Set task
Rewrite everything from the line containing "Please drop a marker on the castle tower" down to the end of the items, both ends included, with each x and y coordinate in the answers multiplied by 0.6 and rounded to the nearest whole number, halves rounded up. Give only these lines, with the requests copied over unchanged.

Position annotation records
========================================

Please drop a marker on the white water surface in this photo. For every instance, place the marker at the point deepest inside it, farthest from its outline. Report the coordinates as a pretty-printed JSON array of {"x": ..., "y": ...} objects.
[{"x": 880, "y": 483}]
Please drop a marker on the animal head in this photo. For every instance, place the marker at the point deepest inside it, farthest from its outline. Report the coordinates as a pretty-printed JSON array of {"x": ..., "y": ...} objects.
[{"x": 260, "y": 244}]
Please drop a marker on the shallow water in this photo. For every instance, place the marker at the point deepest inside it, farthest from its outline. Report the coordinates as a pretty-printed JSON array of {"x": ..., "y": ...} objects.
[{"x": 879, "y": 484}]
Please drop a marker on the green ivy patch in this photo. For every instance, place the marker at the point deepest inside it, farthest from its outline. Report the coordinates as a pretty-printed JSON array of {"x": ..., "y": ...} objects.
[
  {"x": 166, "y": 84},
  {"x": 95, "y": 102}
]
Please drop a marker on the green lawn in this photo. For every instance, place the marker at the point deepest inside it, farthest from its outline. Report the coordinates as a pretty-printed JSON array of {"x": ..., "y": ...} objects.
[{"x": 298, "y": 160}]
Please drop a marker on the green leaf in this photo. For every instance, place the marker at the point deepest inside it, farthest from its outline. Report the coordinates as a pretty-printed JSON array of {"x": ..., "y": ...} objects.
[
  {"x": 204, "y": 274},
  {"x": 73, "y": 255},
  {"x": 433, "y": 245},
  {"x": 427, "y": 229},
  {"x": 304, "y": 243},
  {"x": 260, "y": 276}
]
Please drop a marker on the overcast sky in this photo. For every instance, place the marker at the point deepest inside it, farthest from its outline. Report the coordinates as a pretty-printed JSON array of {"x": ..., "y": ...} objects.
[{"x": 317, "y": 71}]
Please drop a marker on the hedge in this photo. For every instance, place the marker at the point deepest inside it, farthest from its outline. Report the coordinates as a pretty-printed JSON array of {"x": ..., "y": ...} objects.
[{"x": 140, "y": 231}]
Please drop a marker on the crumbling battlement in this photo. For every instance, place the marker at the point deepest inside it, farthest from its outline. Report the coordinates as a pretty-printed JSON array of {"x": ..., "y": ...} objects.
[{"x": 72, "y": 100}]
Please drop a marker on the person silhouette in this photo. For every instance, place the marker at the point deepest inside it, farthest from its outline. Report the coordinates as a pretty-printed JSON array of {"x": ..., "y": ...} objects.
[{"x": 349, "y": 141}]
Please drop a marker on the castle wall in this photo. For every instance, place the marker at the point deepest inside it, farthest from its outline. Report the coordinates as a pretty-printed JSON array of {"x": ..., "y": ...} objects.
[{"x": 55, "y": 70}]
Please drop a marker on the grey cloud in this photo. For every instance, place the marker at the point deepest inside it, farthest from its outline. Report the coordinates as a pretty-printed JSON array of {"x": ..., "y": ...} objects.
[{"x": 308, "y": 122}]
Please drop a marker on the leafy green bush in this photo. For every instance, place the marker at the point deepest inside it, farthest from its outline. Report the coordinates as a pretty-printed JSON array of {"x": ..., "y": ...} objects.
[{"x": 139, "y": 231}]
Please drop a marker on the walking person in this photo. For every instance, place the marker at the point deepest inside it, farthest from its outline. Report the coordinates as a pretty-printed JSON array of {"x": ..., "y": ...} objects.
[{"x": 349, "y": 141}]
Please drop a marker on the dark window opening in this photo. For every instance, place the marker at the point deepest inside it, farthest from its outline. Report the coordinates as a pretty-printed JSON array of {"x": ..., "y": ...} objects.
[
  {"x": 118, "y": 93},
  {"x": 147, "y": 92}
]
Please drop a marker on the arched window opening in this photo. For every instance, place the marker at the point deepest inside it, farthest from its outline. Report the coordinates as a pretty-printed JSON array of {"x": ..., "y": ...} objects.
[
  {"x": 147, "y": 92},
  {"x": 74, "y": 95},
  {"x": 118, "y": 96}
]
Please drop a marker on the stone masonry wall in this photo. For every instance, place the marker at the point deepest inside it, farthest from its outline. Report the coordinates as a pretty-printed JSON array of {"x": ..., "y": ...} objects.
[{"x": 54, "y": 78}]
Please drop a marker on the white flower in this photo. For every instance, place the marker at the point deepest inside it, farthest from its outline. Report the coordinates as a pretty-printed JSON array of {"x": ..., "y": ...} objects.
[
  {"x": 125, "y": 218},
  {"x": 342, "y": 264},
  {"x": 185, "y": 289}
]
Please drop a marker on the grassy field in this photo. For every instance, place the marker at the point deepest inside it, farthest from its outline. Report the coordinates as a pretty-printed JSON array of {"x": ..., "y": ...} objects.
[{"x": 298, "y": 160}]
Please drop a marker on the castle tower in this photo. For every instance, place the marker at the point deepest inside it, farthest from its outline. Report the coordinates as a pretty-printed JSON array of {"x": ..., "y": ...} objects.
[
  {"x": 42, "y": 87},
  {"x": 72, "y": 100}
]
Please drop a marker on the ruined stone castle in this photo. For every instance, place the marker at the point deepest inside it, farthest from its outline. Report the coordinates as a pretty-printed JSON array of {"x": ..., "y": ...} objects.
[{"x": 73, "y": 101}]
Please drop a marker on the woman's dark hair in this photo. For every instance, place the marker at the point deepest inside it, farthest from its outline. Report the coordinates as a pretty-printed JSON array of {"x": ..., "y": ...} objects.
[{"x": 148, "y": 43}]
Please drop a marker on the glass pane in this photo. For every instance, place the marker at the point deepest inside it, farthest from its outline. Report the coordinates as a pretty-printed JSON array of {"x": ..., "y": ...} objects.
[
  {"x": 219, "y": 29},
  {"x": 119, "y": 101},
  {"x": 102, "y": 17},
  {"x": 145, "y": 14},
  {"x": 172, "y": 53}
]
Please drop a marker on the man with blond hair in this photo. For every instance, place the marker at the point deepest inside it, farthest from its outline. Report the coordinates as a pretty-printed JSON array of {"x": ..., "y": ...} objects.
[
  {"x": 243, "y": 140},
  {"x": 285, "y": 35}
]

========================================

Task answer
Please drop a marker on the castle tower in this photo. For every instance, place the marker at the point deepest inside it, farthest from its outline. Report the coordinates as a pretty-printed JSON array of {"x": ..., "y": ...} objects.
[
  {"x": 25, "y": 52},
  {"x": 43, "y": 60}
]
Please drop a marker on the ruined stone castle in this photo. For every instance, place the marker at the point deepest inside it, farthest from its outline. Report the coordinates as a pretty-printed JSON array of {"x": ..., "y": ...} objects.
[{"x": 44, "y": 61}]
Please drop a marker on the woman's dark hair in this photo. For every instance, place the marker at the point deepest inside it, farthest from its outline. Report the coordinates as a pretty-printed JSON array of {"x": ..., "y": ...} objects.
[{"x": 89, "y": 26}]
Please drop a marker on the glass pane in this photo. For every instance, place the marker at the point deepest inside it, farthest from its outline. Report the coordinates as a pretty-printed JSON array of {"x": ..., "y": ...} objects.
[
  {"x": 131, "y": 17},
  {"x": 71, "y": 61},
  {"x": 61, "y": 10},
  {"x": 87, "y": 8},
  {"x": 103, "y": 32}
]
Please drop a marker on the man with blond hair in this photo. For every instance, place the marker at the point deepest inside it, farthest from its outline. Report the coordinates as a pretty-printed JSON array of {"x": ..., "y": ...} objects.
[
  {"x": 146, "y": 84},
  {"x": 171, "y": 21}
]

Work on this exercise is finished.